SOURCE TEXT
They responded by producing three plays in March this
year with the cooperation of the Belconnen Community Centre which waived
theatre charges. They approached Ivor Selby, 58, a man of 40 years’
theatrical experience, to direct two of them. The timing could not have
been more felicitous.
“I suppose I have directed 30 or 40 plays, but
I really had retired,” Mr Selby said yesterday. “But then
my son was killed in a motorcycle accident. My wife told me, ‘you
either get back into theatre or you’ll go nuts’. So I did
and it’s been a magnificent experience. There is just an unbelievable
amount of talent in the group; lots of young people, some still at school,
some out of work, others who have come back to theatre. It really is
tremendously exciting.”
And as for the play, “there’s just so
much energy. George Huitker, who also acts in it, enters in a cartwheel,
and that’s just the beginning.”
Fear and Misery is an adaptation of the Bertold Brecht
work on Hitler’s Germany. However, the 24-year-old playwright
has halved the scenes and rewritten the work to place it in 2039. “I
have made the characters almost caricatures and the theme is fear of
totalitarianism,” Mr Huitker said. “But the amazing thing
is that people see it as a commentary on today’s politics. They
can identify the characters among today’s politicians.”
There are 32 characters played by about 22 cast members.
No fewer than 70 costume changes take place under the supervision of
Melody Lightbody who has made all the costumes for a total $50. “She
is astonishing,” Mr Selby said. “But they all are.”
Three six-day seasons have been booked at Belconnen
for next year, one coinciding with the National Theatre Festival. “If
this means that we will be able to develop a fringe around the festival,
that really will be satisfying, “ he said.
The Canberra Times
“The Bitch that bore him,” Brecht was
fond of reminding us in regard to Hitler, “is on heat again”.
Indeed it would seem so if George Huitker’s youthful, up-to-date
and witty adaptation of Brecht is any guide. For he finds in the year
2039 (for which read 1991) elements of apathy, laziness and veniality
sufficient to plunge us all into a Fourth reich if we’re not careful.
Not at all your inaccessible Brecht, Fear and Misery
consists of 10 short, rounded scenes, set in a hypothetical fascist
state ruled over by Metal Mother (Margaret Tudor), a harridan dressed
in enough foil to insulate a tank. The cast, is guided by director Ivor
selby into a series of genuine performances. Whether playing pastiche
trollops, torturers and soldiers or realistic mums, dads and assorted
“riff-raff”, these performers, most of whom I had never
seen before, represent a new and talented generation of stage interpreters.

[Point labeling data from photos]

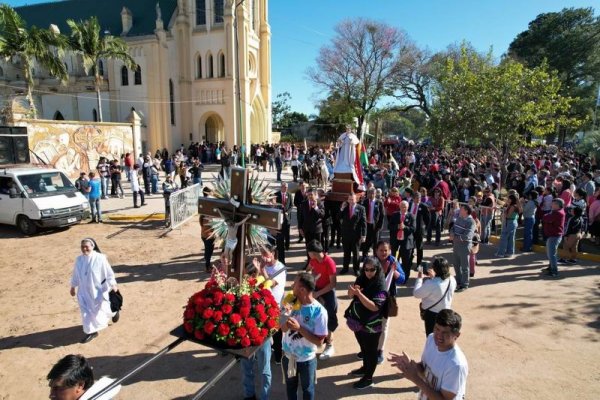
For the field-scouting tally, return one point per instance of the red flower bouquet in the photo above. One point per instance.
(231, 316)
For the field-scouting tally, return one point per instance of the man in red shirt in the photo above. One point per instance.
(324, 270)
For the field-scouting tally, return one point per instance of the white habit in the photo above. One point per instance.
(346, 155)
(92, 294)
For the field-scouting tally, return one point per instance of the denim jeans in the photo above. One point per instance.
(552, 243)
(262, 359)
(486, 227)
(528, 233)
(306, 373)
(104, 185)
(507, 238)
(95, 209)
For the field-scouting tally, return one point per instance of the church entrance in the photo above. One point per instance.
(213, 129)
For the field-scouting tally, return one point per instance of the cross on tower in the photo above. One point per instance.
(238, 212)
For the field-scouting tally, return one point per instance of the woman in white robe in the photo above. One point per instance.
(94, 278)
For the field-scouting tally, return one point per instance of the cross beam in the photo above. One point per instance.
(238, 207)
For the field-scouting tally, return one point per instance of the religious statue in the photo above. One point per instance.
(232, 229)
(346, 154)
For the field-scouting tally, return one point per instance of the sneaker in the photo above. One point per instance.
(358, 372)
(379, 357)
(363, 384)
(327, 353)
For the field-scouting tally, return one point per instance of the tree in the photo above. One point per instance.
(86, 40)
(359, 64)
(279, 108)
(568, 42)
(502, 104)
(27, 46)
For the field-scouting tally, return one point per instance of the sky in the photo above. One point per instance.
(300, 28)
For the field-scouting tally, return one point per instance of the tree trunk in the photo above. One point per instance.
(98, 95)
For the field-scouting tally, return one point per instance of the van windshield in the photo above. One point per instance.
(46, 184)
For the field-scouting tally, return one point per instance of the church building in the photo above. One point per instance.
(184, 87)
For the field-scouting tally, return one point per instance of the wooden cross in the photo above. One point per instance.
(237, 209)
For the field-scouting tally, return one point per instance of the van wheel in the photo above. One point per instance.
(26, 226)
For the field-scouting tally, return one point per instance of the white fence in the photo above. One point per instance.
(183, 205)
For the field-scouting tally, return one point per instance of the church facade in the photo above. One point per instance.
(184, 87)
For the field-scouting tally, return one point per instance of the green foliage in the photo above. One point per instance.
(479, 102)
(29, 45)
(87, 41)
(569, 43)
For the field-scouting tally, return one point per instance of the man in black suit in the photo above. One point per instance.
(299, 198)
(406, 241)
(421, 214)
(284, 201)
(354, 231)
(374, 215)
(310, 218)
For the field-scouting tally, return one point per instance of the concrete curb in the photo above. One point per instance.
(561, 253)
(137, 218)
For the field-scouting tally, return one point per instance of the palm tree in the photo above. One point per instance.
(87, 41)
(30, 45)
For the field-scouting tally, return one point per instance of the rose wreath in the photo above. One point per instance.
(231, 316)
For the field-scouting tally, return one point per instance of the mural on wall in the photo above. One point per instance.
(75, 148)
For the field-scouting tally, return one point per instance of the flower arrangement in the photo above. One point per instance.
(231, 315)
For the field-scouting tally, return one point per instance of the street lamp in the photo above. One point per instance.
(239, 87)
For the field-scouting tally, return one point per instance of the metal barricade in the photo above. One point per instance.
(183, 205)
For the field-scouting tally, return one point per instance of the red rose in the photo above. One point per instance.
(250, 322)
(260, 308)
(189, 313)
(198, 334)
(218, 298)
(223, 329)
(235, 318)
(245, 342)
(262, 317)
(209, 327)
(253, 332)
(245, 300)
(229, 297)
(241, 332)
(217, 316)
(227, 309)
(271, 323)
(245, 312)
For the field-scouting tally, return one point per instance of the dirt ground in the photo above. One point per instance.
(525, 337)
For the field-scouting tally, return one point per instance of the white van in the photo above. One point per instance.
(33, 198)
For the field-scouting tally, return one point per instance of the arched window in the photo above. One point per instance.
(172, 102)
(200, 12)
(222, 65)
(219, 11)
(124, 76)
(199, 67)
(137, 77)
(211, 72)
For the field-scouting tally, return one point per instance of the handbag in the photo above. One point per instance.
(422, 310)
(116, 300)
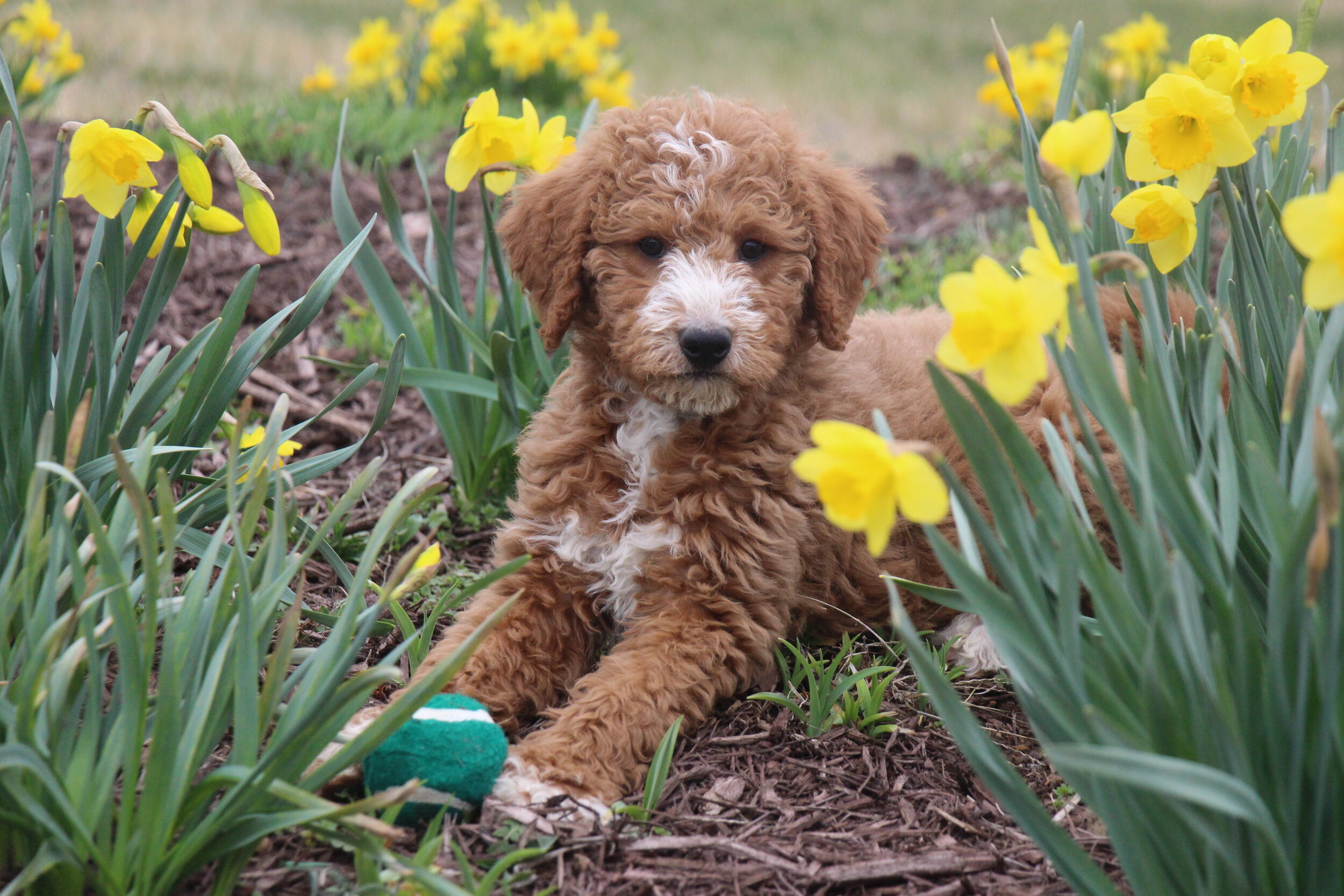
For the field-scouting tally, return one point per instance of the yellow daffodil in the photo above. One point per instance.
(445, 33)
(213, 221)
(517, 47)
(34, 81)
(373, 57)
(192, 174)
(1136, 49)
(584, 58)
(1036, 82)
(542, 147)
(490, 139)
(146, 205)
(862, 483)
(998, 324)
(260, 219)
(428, 558)
(560, 28)
(603, 33)
(1054, 47)
(611, 88)
(1267, 81)
(1315, 225)
(105, 163)
(1213, 53)
(321, 81)
(65, 61)
(1184, 130)
(256, 436)
(1042, 260)
(34, 27)
(1163, 218)
(1080, 147)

CHALLENGES
A. In the theatre article, who made all the costumes for Fear and Misery, and for what total cost?
B. Transcribe the theatre article starting with "Three six-day seasons" and going on through "we’re not careful.".
C. List every person the theatre article names with both a first name and a surname.

RESULTS IN ORDER
A. Melody Lightbody made all the costumes for a total of $50.

B.
Three six-day seasons have been booked at Belconnen
for next year, one coinciding with the National Theatre Festival. “If
this means that we will be able to develop a fringe around the festival,
that really will be satisfying, “ he said.
The Canberra Times
“The Bitch that bore him,” Brecht was
fond of reminding us in regard to Hitler, “is on heat again”.
Indeed it would seem so if George Huitker’s youthful, up-to-date
and witty adaptation of Brecht is any guide. For he finds in the year
2039 (for which read 1991) elements of apathy, laziness and veniality
sufficient to plunge us all into a Fourth reich if we’re not careful.

C. Ivor Selby, George Huitker, Bertold Brecht, Melody Lightbody, Margaret Tudor